**EXERCISE INSTRUCTIONS**
Take the entries below and retype them word for word, excluding the images.

[Referring expression pointing data]
──────────────────────────────

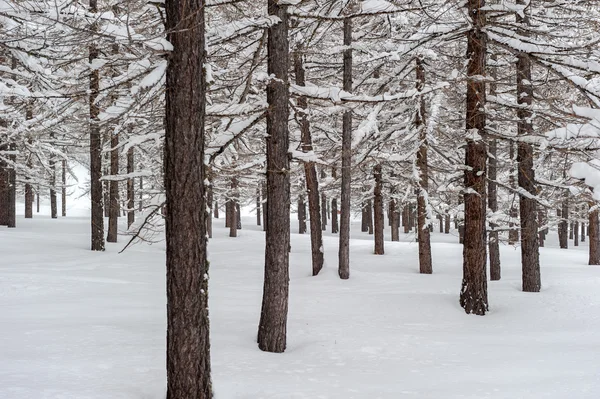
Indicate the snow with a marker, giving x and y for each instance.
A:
(78, 324)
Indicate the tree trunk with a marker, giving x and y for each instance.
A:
(594, 235)
(53, 204)
(334, 220)
(563, 226)
(130, 188)
(530, 253)
(344, 247)
(301, 215)
(113, 207)
(473, 295)
(97, 212)
(394, 219)
(188, 343)
(273, 319)
(378, 211)
(423, 232)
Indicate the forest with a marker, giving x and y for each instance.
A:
(360, 180)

──────────────────────────────

**EXERCISE RESULT**
Indicate the snow with a marker, giving x and y for each instance.
A:
(78, 324)
Indicate the tree trunk with a marker, giving x and y for each instance.
A:
(594, 235)
(53, 204)
(334, 220)
(563, 226)
(130, 188)
(530, 253)
(344, 247)
(301, 215)
(113, 207)
(473, 295)
(97, 212)
(394, 219)
(188, 343)
(273, 319)
(378, 211)
(423, 232)
Indicate the forest with a marker, giving x and y for each instance.
A:
(360, 180)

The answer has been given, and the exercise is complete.